**Region labeling listing:**

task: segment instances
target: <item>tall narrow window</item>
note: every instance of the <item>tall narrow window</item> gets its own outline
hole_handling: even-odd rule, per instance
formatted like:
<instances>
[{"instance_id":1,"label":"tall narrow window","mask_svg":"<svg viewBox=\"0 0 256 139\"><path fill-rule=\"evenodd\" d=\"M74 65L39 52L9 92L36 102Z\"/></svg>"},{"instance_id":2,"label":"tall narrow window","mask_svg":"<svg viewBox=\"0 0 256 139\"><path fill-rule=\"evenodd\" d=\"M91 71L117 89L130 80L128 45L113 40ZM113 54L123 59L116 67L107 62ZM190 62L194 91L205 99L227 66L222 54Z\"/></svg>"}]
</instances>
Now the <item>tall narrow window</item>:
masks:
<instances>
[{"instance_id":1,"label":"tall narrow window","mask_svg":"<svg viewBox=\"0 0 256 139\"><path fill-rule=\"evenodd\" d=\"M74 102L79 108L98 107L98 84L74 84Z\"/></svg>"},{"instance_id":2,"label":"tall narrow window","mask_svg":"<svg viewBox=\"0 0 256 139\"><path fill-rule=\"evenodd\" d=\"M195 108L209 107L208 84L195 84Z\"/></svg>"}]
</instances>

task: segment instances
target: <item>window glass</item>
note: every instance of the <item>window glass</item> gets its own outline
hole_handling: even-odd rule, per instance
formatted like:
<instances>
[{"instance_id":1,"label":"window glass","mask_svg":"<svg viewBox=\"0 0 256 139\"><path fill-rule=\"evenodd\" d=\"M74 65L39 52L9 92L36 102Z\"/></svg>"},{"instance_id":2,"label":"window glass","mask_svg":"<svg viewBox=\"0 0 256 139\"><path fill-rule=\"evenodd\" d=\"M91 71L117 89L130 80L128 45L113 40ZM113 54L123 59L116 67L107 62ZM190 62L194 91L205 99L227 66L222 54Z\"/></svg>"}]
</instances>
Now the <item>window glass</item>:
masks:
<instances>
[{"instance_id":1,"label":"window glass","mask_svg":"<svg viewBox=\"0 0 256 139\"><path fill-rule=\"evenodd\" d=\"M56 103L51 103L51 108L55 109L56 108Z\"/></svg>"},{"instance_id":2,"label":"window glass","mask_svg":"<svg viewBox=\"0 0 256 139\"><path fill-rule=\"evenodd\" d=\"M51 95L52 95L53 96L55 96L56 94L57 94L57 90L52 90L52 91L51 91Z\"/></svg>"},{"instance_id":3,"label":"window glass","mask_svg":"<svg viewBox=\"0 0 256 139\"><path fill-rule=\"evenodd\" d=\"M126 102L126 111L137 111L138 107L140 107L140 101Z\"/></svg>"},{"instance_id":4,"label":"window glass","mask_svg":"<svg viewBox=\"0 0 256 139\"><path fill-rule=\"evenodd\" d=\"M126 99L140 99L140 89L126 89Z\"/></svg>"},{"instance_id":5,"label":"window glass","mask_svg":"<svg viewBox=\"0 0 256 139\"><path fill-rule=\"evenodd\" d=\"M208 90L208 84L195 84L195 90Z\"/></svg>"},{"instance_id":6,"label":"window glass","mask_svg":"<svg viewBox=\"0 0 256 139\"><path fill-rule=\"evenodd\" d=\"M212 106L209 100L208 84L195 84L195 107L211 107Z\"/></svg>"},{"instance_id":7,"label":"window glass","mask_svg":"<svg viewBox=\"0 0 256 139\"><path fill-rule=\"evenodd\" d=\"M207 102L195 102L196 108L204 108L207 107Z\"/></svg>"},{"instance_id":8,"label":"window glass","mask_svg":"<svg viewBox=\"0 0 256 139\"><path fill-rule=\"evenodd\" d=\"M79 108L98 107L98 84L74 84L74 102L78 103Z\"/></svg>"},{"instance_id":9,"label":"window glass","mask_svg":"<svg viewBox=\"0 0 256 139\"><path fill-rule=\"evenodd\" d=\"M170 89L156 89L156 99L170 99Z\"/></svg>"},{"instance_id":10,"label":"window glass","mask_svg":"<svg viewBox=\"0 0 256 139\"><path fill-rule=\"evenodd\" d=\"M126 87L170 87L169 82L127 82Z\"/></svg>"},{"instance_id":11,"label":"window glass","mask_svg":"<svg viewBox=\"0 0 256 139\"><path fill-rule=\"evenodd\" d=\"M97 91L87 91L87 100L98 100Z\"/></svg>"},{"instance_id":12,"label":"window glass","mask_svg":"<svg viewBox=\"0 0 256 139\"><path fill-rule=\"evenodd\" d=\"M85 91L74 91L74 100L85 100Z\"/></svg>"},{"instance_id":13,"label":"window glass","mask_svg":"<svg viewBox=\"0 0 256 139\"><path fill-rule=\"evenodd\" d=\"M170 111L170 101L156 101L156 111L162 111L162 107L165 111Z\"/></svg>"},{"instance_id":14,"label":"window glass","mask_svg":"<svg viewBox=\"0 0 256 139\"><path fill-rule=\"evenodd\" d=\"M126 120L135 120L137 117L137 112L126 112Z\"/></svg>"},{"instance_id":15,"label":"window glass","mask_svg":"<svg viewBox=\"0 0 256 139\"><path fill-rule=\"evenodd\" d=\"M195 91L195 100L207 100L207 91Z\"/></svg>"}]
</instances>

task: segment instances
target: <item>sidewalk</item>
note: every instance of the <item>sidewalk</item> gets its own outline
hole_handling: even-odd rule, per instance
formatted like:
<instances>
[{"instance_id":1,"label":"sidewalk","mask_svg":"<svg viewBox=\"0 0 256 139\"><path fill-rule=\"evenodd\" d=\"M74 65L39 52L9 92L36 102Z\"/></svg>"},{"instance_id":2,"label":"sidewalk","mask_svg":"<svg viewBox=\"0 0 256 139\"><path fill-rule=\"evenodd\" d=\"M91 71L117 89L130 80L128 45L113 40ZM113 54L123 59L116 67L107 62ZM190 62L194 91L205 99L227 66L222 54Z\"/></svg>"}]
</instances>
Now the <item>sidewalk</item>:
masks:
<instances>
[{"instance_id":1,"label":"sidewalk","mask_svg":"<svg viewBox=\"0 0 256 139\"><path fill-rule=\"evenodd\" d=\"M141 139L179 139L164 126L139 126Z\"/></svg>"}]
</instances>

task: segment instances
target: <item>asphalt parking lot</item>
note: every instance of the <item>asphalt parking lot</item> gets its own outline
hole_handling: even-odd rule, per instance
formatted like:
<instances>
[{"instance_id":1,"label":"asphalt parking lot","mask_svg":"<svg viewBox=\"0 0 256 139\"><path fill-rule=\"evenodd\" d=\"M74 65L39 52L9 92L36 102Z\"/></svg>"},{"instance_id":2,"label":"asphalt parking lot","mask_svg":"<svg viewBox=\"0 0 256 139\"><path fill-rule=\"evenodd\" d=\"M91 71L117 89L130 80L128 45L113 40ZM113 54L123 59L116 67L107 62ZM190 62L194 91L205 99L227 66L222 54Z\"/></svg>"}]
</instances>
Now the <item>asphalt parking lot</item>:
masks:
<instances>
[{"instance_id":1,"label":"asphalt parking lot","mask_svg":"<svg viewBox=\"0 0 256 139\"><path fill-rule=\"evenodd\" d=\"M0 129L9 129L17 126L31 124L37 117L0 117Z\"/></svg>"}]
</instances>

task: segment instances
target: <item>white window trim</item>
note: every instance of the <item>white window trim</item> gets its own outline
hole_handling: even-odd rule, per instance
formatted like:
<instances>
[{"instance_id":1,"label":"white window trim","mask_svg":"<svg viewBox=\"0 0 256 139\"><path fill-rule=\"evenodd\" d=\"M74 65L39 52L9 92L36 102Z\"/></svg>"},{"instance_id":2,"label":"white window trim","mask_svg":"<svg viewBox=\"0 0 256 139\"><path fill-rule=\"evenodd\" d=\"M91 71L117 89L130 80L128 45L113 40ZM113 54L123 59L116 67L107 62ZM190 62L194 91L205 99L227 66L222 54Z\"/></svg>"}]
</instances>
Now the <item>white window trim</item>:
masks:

**Directive:** Count how many lines in the listing above contain the string "target". Reply with only the number.

**Expected answer:** 5